Bir iddianame uydurulup bir aydının gerekçesiz iki yıl hapiste tutulabileceği, sonuçta suçsuzluğu kanıtlansa da o yılları kaybettiğiyle kalacağı ülke.
Öldürülen Ermeni bir vatandaşının katillerinden birinin dış telefon görüşmeleriyle ilgili savcıların soruşturma istemine Adalet Bakanlığı'ndan izin çıkmayan ülke.
Yetimhanelerinin acınacak durumu bir İngiliz prenses tarafından ortaya çıkarılan ve çocuklara karşı işlenen yüzkarası suçlar konuşulacağına, ilgili ingilizin ayıplandığı ülke.
Olimpiyatlarda sporunun çöktüğü ortaya çıksa da hiçbir yetkilinin istifa etmediği ülke.

• [Gösterilen kayıtlar]
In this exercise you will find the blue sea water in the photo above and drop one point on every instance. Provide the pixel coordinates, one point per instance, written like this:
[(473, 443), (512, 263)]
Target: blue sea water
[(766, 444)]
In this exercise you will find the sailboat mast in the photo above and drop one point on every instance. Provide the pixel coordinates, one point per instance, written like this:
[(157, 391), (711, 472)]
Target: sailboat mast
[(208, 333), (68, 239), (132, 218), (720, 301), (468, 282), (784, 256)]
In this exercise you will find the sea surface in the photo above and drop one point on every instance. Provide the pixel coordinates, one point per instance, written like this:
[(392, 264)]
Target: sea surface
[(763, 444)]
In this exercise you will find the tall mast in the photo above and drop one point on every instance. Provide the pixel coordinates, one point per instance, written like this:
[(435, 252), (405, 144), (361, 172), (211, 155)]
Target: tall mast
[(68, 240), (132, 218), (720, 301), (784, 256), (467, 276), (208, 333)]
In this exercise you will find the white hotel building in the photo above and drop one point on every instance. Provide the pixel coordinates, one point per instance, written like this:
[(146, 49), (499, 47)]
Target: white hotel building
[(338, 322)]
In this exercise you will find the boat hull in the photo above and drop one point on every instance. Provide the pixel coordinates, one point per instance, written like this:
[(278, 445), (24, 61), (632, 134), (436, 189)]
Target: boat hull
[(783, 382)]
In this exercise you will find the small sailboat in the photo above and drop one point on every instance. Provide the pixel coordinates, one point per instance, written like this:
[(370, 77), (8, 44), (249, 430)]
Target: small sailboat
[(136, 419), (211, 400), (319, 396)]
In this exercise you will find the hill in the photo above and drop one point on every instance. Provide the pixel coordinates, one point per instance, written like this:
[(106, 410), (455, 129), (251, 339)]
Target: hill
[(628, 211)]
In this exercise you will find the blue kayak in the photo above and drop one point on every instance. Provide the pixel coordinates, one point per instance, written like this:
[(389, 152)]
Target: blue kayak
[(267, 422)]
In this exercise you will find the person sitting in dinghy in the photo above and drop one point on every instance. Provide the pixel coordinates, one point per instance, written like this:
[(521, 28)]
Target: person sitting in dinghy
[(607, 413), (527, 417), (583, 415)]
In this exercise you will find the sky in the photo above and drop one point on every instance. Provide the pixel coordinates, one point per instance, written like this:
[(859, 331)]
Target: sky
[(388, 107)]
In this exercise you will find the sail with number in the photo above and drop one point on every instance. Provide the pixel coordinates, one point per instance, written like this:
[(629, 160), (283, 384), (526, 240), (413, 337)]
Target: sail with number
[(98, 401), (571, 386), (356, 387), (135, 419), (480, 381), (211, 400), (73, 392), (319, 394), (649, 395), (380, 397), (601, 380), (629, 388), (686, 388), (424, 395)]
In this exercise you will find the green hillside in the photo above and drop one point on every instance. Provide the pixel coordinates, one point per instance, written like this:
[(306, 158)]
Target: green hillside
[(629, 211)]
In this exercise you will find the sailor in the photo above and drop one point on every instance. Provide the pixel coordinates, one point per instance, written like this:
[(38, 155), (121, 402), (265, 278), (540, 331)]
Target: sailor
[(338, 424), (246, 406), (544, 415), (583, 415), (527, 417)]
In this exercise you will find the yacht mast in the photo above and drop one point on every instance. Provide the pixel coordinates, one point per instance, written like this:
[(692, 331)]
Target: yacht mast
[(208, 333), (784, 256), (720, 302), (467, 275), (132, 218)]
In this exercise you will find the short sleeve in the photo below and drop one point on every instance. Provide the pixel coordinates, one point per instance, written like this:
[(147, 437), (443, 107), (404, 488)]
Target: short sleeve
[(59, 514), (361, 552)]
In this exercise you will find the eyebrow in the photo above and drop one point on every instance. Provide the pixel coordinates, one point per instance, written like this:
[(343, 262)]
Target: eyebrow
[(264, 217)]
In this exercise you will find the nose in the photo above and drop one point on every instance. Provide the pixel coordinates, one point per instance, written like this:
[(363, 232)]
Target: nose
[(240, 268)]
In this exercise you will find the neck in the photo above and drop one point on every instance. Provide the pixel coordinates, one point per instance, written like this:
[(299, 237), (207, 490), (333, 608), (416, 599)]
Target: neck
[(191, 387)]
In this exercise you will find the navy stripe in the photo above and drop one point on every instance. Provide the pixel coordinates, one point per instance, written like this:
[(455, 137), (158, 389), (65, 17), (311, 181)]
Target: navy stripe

• [Amaç 1]
Gösterilen metne göre aşağıdaki soruları yanıtla.
(a) Bir aydın gerekçesiz olarak kaç yıl hapiste tutulabiliyor?
(b) Yetimhanelerin acınacak durumunu kim ortaya çıkarmış?
(c) Olimpiyatlarda sporun çöktüğü ortaya çıktığında hangi yetkililer istifa etmiş?
• [Amaç 2] Kayıtlarda "In this exercise you will find the sea" ifadesini içeren satırla başlayıp "[(267, 422)]" ifadesini içeren satırla biten bölümü, bu iki satır da dahil olmak üzere numaralı bir liste halinde düzenle. Boş satırları listeye alma.

• [Çözüm 1]
(a) İki yıl.
(b) Bir İngiliz prenses.
(c) Hiçbir yetkili istifa etmemiş.

• [Çözüm 2]
1. In this exercise you will find the sea surface in the photo above and drop one point on every instance. Provide the pixel coordinates, one point per instance, written like this:
2. [(392, 264)]
3. Target: sea surface
4. [(763, 444)]
5. In this exercise you will find the tall mast in the photo above and drop one point on every instance. Provide the pixel coordinates, one point per instance, written like this:
6. [(435, 252), (405, 144), (361, 172), (211, 155)]
7. Target: tall mast
8. [(68, 240), (132, 218), (720, 301), (784, 256), (467, 276), (208, 333)]
9. In this exercise you will find the white hotel building in the photo above and drop one point on every instance. Provide the pixel coordinates, one point per instance, written like this:
10. [(146, 49), (499, 47)]
11. Target: white hotel building
12. [(338, 322)]
13. In this exercise you will find the boat hull in the photo above and drop one point on every instance. Provide the pixel coordinates, one point per instance, written like this:
14. [(278, 445), (24, 61), (632, 134), (436, 189)]
15. Target: boat hull
16. [(783, 382)]
17. In this exercise you will find the small sailboat in the photo above and drop one point on every instance. Provide the pixel coordinates, one point per instance, written like this:
18. [(370, 77), (8, 44), (249, 430)]
19. Target: small sailboat
20. [(136, 419), (211, 400), (319, 396)]
21. In this exercise you will find the hill in the photo above and drop one point on every instance. Provide the pixel coordinates, one point per instance, written like this:
22. [(106, 410), (455, 129), (251, 339)]
23. Target: hill
24. [(628, 211)]
25. In this exercise you will find the blue kayak in the photo above and drop one point on every instance. Provide the pixel coordinates, one point per instance, written like this:
26. [(389, 152)]
27. Target: blue kayak
28. [(267, 422)]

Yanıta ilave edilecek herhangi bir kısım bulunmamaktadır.